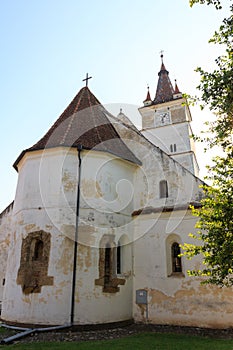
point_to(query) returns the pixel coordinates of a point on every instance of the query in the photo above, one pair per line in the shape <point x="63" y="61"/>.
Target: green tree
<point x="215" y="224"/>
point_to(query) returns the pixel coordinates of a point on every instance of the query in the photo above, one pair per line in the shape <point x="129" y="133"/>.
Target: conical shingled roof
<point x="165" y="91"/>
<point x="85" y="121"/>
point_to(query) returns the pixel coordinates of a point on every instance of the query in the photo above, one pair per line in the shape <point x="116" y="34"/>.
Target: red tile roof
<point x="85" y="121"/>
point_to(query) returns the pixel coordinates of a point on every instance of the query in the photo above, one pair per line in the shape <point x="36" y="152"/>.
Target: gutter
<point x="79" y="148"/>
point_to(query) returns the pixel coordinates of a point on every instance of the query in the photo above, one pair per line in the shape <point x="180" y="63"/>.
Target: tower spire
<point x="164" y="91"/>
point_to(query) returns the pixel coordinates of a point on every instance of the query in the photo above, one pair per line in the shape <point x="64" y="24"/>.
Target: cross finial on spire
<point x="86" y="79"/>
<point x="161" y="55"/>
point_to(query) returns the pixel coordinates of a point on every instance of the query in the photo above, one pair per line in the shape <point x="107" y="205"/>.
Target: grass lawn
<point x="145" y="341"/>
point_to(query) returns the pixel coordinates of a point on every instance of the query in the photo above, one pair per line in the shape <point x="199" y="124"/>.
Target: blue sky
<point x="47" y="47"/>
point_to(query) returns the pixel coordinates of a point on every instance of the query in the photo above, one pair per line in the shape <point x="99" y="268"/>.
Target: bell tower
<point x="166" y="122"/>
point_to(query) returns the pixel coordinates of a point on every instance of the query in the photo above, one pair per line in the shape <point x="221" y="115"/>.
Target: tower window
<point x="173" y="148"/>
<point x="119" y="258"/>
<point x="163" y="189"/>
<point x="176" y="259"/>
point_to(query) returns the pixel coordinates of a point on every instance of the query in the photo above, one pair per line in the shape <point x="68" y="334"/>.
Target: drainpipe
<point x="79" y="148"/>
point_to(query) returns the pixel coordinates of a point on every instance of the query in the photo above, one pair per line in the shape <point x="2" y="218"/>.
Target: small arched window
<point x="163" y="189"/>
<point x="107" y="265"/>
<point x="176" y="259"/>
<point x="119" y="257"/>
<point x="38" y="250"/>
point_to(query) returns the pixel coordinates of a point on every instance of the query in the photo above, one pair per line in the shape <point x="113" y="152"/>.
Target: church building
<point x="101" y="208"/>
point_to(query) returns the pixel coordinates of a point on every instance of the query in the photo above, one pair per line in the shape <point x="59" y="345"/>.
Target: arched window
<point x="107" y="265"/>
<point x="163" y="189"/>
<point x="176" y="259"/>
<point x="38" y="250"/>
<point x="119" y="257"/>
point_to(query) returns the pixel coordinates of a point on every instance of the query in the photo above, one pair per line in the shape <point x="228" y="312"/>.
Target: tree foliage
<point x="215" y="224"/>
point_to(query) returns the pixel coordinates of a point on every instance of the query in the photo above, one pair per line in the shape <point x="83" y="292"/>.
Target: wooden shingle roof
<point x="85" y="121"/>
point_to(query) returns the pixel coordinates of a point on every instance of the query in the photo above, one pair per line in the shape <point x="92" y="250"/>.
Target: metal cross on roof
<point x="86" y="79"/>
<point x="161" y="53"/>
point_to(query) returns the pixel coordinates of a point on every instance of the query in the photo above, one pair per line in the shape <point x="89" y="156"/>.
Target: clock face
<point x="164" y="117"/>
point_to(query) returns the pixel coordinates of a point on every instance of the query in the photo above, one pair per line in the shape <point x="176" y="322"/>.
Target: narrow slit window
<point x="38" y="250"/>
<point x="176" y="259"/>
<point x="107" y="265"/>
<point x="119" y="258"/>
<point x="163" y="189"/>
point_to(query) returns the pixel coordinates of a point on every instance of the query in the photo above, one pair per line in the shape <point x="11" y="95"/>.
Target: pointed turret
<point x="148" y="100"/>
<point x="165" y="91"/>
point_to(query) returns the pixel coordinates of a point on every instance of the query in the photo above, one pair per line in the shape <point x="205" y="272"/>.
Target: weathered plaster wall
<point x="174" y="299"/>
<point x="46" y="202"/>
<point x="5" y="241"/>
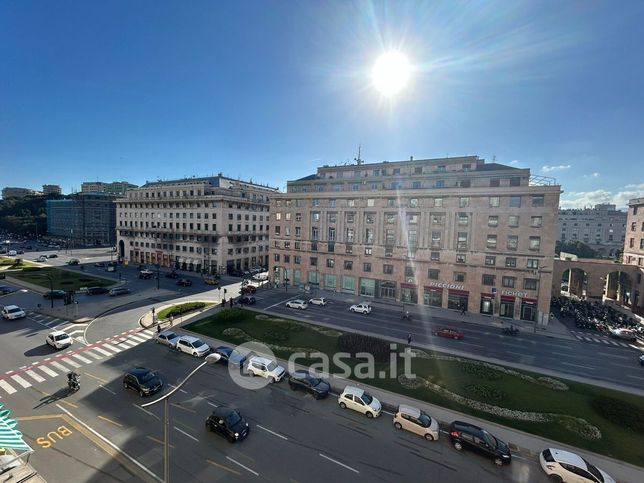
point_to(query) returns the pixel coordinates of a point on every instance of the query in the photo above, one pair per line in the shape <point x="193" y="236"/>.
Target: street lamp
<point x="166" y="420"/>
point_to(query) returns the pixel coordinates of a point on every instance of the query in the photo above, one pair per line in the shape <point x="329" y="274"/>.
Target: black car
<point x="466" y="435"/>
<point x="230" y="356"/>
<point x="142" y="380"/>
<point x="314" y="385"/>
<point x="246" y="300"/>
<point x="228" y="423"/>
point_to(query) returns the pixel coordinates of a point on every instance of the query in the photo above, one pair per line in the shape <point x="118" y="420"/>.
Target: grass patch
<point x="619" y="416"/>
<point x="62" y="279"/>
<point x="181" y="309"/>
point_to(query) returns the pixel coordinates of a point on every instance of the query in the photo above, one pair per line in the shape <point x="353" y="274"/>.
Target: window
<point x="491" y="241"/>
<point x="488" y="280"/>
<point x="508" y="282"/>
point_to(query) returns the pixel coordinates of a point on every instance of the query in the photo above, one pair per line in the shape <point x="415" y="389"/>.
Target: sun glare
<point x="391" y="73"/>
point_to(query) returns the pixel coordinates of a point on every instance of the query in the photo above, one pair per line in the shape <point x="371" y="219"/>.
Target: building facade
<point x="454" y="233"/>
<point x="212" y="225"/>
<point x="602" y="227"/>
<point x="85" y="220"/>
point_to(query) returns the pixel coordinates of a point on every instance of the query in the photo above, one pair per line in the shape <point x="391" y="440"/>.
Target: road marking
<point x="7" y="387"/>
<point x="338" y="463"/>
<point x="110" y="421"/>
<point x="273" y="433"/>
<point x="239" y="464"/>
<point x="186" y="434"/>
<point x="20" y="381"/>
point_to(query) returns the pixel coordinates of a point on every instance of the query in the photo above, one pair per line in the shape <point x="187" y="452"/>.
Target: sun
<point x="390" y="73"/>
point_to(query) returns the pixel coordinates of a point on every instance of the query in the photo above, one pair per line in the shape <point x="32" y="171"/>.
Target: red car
···
__WORK TO BE COMPLETED__: All of the material above should be copied exactly, minus the pictures.

__ANSWER FOR THIS EXERCISE__:
point_to(query) returns the pixel coordinates of a point on every instance of the query in the photo above, one pair per line in the shape <point x="63" y="61"/>.
Target: green tree
<point x="215" y="224"/>
point_to(query) returns the pixel coordinates of a point on every instance of the query in the photo above, one pair per line in the shape <point x="129" y="133"/>.
Target: conical shingled roof
<point x="165" y="91"/>
<point x="85" y="121"/>
point_to(query) returns the pixel coordinates of a point on every instance of the query in the photo above, one pair per line in the shape <point x="116" y="34"/>.
Target: red tile roof
<point x="85" y="121"/>
point_to(query) returns the pixel coordinates of a point on every instance of the query in the photo above, one pair per line in the shape <point x="36" y="152"/>.
Target: gutter
<point x="79" y="148"/>
point_to(query) returns the pixel coordinates of a point on every instance of the query in the photo above, one pair per line in the shape <point x="180" y="63"/>.
Target: tower spire
<point x="164" y="91"/>
point_to(query) returns the pixel coordinates of a point on every instance of the query in the photo above, one pair per line in the shape <point x="64" y="24"/>.
Target: cross finial on spire
<point x="86" y="79"/>
<point x="161" y="55"/>
point_to(query) returns the pixel coordinates of a point on every instance of the query in the photo above, one pair per line in the shape <point x="107" y="205"/>.
Target: grass lawn
<point x="145" y="341"/>
point_to(query) returns the pixel coordinates of a point on every instance of the query in the photo above, one pair per line in the shape <point x="199" y="124"/>.
Target: blue sky
<point x="47" y="47"/>
point_to(query) returns the pixel coordinates of a point on every instance of the query in the photo above, one pair per line in the shape <point x="99" y="268"/>.
Target: bell tower
<point x="166" y="122"/>
point_to(query) returns the pixel coordinates of a point on every instance of the query in the photo above, one pair per line in the shape <point x="221" y="115"/>.
Target: tower window
<point x="173" y="148"/>
<point x="119" y="258"/>
<point x="163" y="189"/>
<point x="176" y="259"/>
point_to(query) returns the pixel coordinates of a point on every instance of the query in the photo above, one pair per line in the shape <point x="68" y="334"/>.
Target: drainpipe
<point x="79" y="148"/>
point_to(query) returns the pixel coordinates of a point on every instance of the query in the photo above, one pair per line in the shape <point x="2" y="218"/>.
Target: small arched window
<point x="163" y="189"/>
<point x="107" y="265"/>
<point x="176" y="259"/>
<point x="119" y="257"/>
<point x="38" y="250"/>
point_to(query) returns the pixel coordinates of a point on every instance of the query in the photo above, one pair per line in the shape <point x="113" y="152"/>.
Target: church building
<point x="101" y="208"/>
point_to(query) returns the pixel coordinates of a point on every instance of the query in the photo above, one pair per line in the shape <point x="59" y="345"/>.
Target: arched window
<point x="107" y="265"/>
<point x="163" y="189"/>
<point x="176" y="259"/>
<point x="38" y="250"/>
<point x="119" y="257"/>
point_to(query) returns the pixel coordinates of a point on every instance of the query in the photo above, one pair per line in the shape <point x="228" y="312"/>.
Target: tree foliage
<point x="215" y="224"/>
point_to(query) returns the pixel coordinates of a point on every instance of the query in the photo above, one pair per line in the shape <point x="83" y="292"/>.
Target: wooden shingle roof
<point x="85" y="121"/>
point_to(query) returns the pixel coordinates of a point on every instance of the query in the photo above, one pair per line in the shape <point x="92" y="250"/>.
Target: metal cross on roof
<point x="86" y="79"/>
<point x="161" y="53"/>
point_to(query) returns the pixel coordinates of a point on every instance of the query in the photo above, one pair per line in the shape <point x="89" y="156"/>.
Target: clock face
<point x="164" y="117"/>
point_to(query) returns the pixel coordinates of a point on every instance of the query in the photo above, one pair per line in the shape <point x="176" y="322"/>.
Target: narrow slit window
<point x="38" y="250"/>
<point x="176" y="259"/>
<point x="107" y="265"/>
<point x="119" y="258"/>
<point x="163" y="189"/>
point_to(query) returns the pixel coordinates of a point on every instance of the query in the photo above, one pair per line in the shape <point x="11" y="95"/>.
Target: pointed turret
<point x="148" y="100"/>
<point x="165" y="91"/>
point_to(query) returns the pixel coordinates of a point on every instance of the query in the photo above, one pair per line in the shape <point x="205" y="272"/>.
Target: weathered plaster wall
<point x="174" y="299"/>
<point x="46" y="202"/>
<point x="5" y="241"/>
point_to(query) returns the pixel coordinates of a point on every instance of the query in the photo above, one pair per line in the shape <point x="193" y="236"/>.
Target: street lamp
<point x="166" y="420"/>
point_to(query) returns the pixel coordinates of a point on every instance of the query in the photo above, one pair per line in the shape <point x="329" y="274"/>.
Target: black car
<point x="466" y="435"/>
<point x="230" y="356"/>
<point x="142" y="380"/>
<point x="314" y="385"/>
<point x="246" y="300"/>
<point x="228" y="423"/>
point_to(query) returns the pixel coordinates of a point on every instance of the query in the photo above, one pair per line in the shape <point x="118" y="420"/>.
Target: grass patch
<point x="619" y="416"/>
<point x="62" y="279"/>
<point x="181" y="309"/>
point_to(query) returns the pixel coordinates of a point on every instance of the query in the photo above, one pair per line in the shape <point x="353" y="274"/>.
Target: window
<point x="491" y="241"/>
<point x="488" y="280"/>
<point x="508" y="282"/>
point_to(query) returns the pixel coordinates of a point on every instance of the query in the photo above, one pair per line in the shape <point x="415" y="389"/>.
Target: sun glare
<point x="391" y="73"/>
point_to(query) returns the pixel coordinates of a point on every instance of the query in the photo above, one pair per line in the shape <point x="371" y="219"/>.
Target: building facade
<point x="454" y="233"/>
<point x="212" y="225"/>
<point x="602" y="227"/>
<point x="85" y="220"/>
point_to(query) returns the pixel coordinates of a point on every instance of the query in the photo above, one pair per line in the shape <point x="391" y="440"/>.
Target: road marking
<point x="7" y="387"/>
<point x="338" y="463"/>
<point x="110" y="421"/>
<point x="273" y="433"/>
<point x="239" y="464"/>
<point x="186" y="434"/>
<point x="20" y="381"/>
point_to(query) returns the pixel coordinates of a point on every instance of the query in the photo above, one pair per line in the shape <point x="187" y="452"/>.
Target: sun
<point x="390" y="73"/>
point_to(query) returns the pixel coordinates of a point on every instance of the query in the photo above, one pair per line in the shape <point x="32" y="171"/>.
Target: red car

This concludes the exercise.